Copy without pictures. Please restate each line of the listing exactly.

* * * * * * *

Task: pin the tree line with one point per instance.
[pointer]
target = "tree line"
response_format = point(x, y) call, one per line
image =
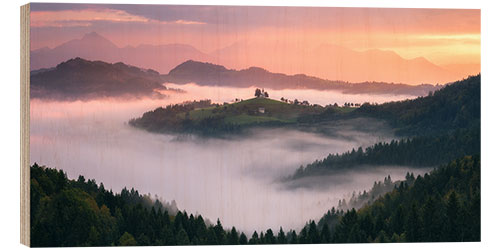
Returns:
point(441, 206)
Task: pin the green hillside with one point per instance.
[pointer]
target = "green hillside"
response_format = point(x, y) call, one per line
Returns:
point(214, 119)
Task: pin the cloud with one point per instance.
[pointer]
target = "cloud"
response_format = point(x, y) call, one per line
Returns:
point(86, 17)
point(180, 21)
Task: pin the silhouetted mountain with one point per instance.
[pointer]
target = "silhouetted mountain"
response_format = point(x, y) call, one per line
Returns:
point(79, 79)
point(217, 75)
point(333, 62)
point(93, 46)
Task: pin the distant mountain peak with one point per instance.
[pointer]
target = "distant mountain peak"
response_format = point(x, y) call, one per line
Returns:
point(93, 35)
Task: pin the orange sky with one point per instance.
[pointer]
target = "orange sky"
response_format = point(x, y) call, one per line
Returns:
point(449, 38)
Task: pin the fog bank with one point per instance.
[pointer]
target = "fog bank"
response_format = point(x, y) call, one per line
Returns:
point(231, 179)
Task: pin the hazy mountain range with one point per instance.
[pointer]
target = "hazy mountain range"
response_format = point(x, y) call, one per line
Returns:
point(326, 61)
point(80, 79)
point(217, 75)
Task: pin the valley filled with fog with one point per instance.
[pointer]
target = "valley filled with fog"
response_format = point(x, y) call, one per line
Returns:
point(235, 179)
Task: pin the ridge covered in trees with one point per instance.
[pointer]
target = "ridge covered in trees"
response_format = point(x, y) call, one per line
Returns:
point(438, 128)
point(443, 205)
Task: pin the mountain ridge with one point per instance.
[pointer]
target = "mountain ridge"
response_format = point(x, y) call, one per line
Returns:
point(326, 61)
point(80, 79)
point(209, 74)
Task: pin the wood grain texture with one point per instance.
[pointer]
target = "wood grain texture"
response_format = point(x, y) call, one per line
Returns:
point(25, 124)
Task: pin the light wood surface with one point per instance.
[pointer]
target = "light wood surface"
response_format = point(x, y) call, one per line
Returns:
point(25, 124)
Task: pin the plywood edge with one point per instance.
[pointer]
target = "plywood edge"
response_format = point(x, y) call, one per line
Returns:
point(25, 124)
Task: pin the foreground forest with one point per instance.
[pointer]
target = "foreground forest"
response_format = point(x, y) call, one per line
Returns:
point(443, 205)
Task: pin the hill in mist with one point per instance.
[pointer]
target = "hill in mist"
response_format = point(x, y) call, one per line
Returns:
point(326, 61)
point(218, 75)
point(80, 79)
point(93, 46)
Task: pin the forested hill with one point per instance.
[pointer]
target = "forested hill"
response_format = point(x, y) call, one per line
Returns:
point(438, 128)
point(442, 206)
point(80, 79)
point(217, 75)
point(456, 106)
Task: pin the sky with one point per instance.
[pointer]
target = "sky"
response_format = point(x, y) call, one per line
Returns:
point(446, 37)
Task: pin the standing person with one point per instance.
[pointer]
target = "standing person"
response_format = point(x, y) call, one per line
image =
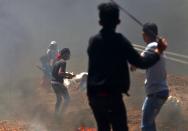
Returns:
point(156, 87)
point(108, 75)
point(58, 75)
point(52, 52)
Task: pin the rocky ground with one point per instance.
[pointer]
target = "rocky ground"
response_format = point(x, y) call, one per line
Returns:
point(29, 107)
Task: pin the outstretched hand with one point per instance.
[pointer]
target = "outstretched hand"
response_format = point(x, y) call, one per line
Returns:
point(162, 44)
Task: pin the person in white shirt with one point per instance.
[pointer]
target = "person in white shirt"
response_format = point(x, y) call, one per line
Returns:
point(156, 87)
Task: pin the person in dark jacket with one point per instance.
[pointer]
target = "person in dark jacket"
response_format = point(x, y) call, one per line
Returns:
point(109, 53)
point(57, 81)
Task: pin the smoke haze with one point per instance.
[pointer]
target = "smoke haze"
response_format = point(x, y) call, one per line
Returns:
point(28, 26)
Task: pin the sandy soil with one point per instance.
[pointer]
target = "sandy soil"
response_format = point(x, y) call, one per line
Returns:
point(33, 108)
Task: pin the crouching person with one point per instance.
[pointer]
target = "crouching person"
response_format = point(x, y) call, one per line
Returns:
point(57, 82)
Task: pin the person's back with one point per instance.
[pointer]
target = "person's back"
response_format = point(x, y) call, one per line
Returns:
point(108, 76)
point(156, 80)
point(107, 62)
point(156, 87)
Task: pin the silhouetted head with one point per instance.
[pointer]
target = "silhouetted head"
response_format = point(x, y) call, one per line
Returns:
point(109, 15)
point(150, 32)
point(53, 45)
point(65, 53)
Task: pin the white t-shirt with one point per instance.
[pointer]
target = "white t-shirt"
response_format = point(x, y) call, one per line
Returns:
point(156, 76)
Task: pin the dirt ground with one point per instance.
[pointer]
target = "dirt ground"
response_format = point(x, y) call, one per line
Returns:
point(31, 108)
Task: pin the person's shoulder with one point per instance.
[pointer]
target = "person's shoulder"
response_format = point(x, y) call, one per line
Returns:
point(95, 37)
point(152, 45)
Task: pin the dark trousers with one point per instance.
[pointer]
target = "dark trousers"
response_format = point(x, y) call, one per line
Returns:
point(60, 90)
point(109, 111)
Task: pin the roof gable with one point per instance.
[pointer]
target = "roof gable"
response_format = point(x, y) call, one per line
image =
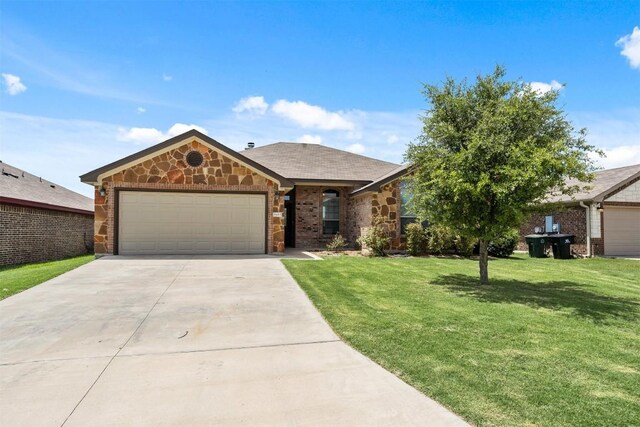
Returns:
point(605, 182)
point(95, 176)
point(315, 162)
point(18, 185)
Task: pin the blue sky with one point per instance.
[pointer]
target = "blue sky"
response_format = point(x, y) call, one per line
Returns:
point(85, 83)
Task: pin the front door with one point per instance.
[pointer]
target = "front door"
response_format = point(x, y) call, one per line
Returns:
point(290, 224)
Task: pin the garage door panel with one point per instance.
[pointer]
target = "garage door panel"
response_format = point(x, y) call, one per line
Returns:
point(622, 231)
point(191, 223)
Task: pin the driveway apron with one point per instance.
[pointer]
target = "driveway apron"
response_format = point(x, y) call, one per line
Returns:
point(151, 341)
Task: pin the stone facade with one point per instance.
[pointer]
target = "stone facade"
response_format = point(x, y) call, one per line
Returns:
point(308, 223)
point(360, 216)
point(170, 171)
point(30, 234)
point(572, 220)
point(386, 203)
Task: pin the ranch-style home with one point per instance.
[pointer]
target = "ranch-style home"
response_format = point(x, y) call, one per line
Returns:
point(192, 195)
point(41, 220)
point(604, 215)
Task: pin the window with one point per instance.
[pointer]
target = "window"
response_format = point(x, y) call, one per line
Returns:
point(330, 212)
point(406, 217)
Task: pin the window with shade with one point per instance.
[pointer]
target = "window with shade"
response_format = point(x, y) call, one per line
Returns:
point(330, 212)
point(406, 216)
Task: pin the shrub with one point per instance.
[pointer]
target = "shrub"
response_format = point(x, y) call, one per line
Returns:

* * * * * * *

**Response below**
Task: pin the tree line with one point per instance.
[pointer]
target = "tree line"
response_format = point(x, y) call, one per line
image =
Returns:
point(441, 206)
Task: pin the green hillside with one point per instance.
[pointer]
target = "green hillside"
response_format = point(x, y) call, one per line
Returns:
point(214, 119)
Task: pin the cloud with one point per instance.
[pointer]
target = "cloud"
response_format = point(x, y) call, one per line
Returns:
point(86, 17)
point(180, 21)
Task: pin the silhouetted mountain with one point per instance.
[pointer]
target = "silhouetted mountain"
response_format = point(x, y) call, one per line
Returns:
point(79, 79)
point(217, 75)
point(333, 62)
point(93, 46)
Task: pin the distant mountain peak with one point per instance.
[pointer]
target = "distant mountain peak"
response_format = point(x, y) call, one per line
Returns:
point(93, 35)
Task: pin the orange sky with one point per instance.
[pointer]
target = "orange sky"
response_format = point(x, y) call, one per line
Returns:
point(449, 38)
Task: pin the fog bank with one point per instance.
[pointer]
target = "fog bank"
response_format = point(x, y) call, one per line
Returns:
point(231, 179)
Task: pin the hazy mountain range with one point per instance.
[pointer]
target = "hazy mountain range"
response_format = point(x, y) call, one per line
Returns:
point(326, 61)
point(80, 79)
point(217, 75)
Task: pin the valley filled with fog with one point per instance.
[pointer]
target = "valley filled with fog"
response_format = point(x, y) call, one per line
Returns:
point(235, 179)
Task: pin the ridge covered in trees with one point per instance.
[pointer]
target = "ridge covered in trees"
response_format = point(x, y) call, one per line
Returns:
point(438, 128)
point(443, 205)
Task: pin the mountain ridge with one point per instance.
[pointer]
target = "mountain ridge"
response_format = point(x, y) call, one per line
Returns:
point(326, 61)
point(80, 79)
point(209, 74)
Task: pin the wood grain texture with one point per instance.
[pointer]
target = "wood grain texture"
response_format = point(x, y) call, one per line
Returns:
point(25, 124)
Task: pin the light wood surface with one point per instance.
[pointer]
target = "light wood surface"
response_format = point(x, y) call, one per line
Returns:
point(25, 124)
Task: pin the plywood edge with one point per instance.
[pointer]
target = "plywood edge"
response_format = point(x, y) call, one per line
Returns:
point(25, 124)
Task: pin the foreground forest with one point per instance.
[pointer]
target = "foreground forest"
response_format = point(x, y) call, one per line
Returns:
point(443, 205)
Task: pin the hill in mist with one point per instance.
[pointer]
target = "hill in mist"
response_format = point(x, y) call, one per line
Returns:
point(326, 61)
point(218, 75)
point(80, 79)
point(93, 46)
Task: pin the forested hill with one point per instance.
[pointer]
target = "forested hill"
response_format = point(x, y) call, one per line
Returns:
point(438, 128)
point(442, 206)
point(80, 79)
point(217, 75)
point(456, 106)
Task: pin the sky with one point per instance.
[pointer]
target = "sky"
response_format = point(x, y) call, one per line
Returns:
point(446, 37)
Task: pin the standing person with one point per instance.
[pointer]
target = "standing person"
response_format = point(x, y) call, one per line
image =
Returns:
point(156, 87)
point(108, 75)
point(58, 75)
point(52, 52)
Task: pin the rocky ground with one point per instance.
[pointer]
target = "rocky ground"
response_format = point(x, y) call, one per line
Returns:
point(29, 107)
Task: pin the outstretched hand with one point per instance.
[pointer]
target = "outstretched hand"
response_format = point(x, y) call, one per line
Returns:
point(162, 44)
Task: pin the person in white shirt with one point per instance.
[pointer]
target = "person in white shirt"
response_format = point(x, y) call, one per line
Returns:
point(156, 87)
Task: pin the person in dark jacket with one point per instance.
[pointer]
target = "person in dark jacket"
response_format = point(x, y) call, one per line
Returns:
point(109, 53)
point(57, 81)
Task: pin the smoke haze with one point per instance.
[pointer]
target = "smoke haze"
response_format = point(x, y) call, one per line
Returns:
point(28, 26)
Task: pin the sandy soil with one point per instance.
[pointer]
target = "sandy soil"
response_format = point(x, y) call, one per line
Returns:
point(33, 108)
Task: pin the crouching person with one point per instance.
[pointer]
target = "crouching person"
response_format = point(x, y) call, one per line
Returns:
point(57, 82)
Task: pin the person's back with one point per instance.
[pointer]
target = "person's back"
response_format = point(x, y) call, one per line
Returns:
point(108, 76)
point(156, 80)
point(107, 62)
point(156, 87)
Task: pin the silhouetted head with one point per instance.
[pointer]
target = "silhouetted head"
response_format = point(x, y) call, one per line
Returns:
point(109, 15)
point(150, 32)
point(53, 45)
point(65, 53)
Task: pin the white t-shirt with one point per instance.
[pointer]
target = "white t-shirt"
response_format = point(x, y) call, one per line
Returns:
point(156, 76)
Task: pin the dirt ground with one point per instance.
[pointer]
target = "dirt ground"
response_format = point(x, y) call, one per line
Returns:
point(31, 108)
Task: pin the person's shoulder with one point per instance.
[pointer]
target = "person's shoulder"
response_format = point(x, y) call, one per line
Returns:
point(95, 37)
point(152, 45)
Task: pin the dark trousers with one point per instance.
[pointer]
target = "dark trousers"
response_format = point(x, y) call, one per line
Returns:
point(60, 90)
point(109, 111)
Task: pin the roof gable with one point per instance.
[pointer]
target = "roof gable"
response_format = point(x, y) call, one per line
image =
Returns:
point(605, 182)
point(95, 176)
point(315, 162)
point(18, 185)
Task: pin the blue sky with one point per instance.
[pointer]
target = "blue sky"
response_format = point(x, y) call, one per line
Returns:
point(85, 83)
Task: pin the front door with one point per instance.
[pointer]
target = "front door"
response_format = point(x, y) call, one per line
Returns:
point(290, 224)
Task: pin the garage door panel with one point per instance.
[pointer]
target = "garage door panel"
response_format = point(x, y) call, one per line
Returns:
point(622, 231)
point(191, 223)
Task: pin the driveway apron with one point per instance.
[pointer]
target = "driveway apron"
response_format = point(x, y) call, one per line
Returns:
point(151, 341)
Task: pin the stone facade with one point per instance.
[pointer]
target = "stone facade"
response_format = point(x, y) call, one per line
Returns:
point(308, 223)
point(360, 216)
point(170, 171)
point(30, 234)
point(572, 220)
point(386, 203)
Task: pin the ranch-style home with one point per instance.
[pointer]
target = "ranch-style home"
response_format = point(x, y) call, one per line
Returns:
point(192, 195)
point(41, 220)
point(604, 215)
Task: pin the window with one point per instance.
[pointer]
target = "window"
response_format = point(x, y) call, one per line
Returns:
point(330, 212)
point(406, 217)
Task: pin the window with shade with one point per instance.
[pointer]
target = "window with shade"
response_format = point(x, y) call, one per line
Returns:
point(330, 212)
point(406, 216)
Task: pin the shrub with one point per instance.
[pointer]
target = "shrub"
response_format = point(x, y) call, one per line
Returns:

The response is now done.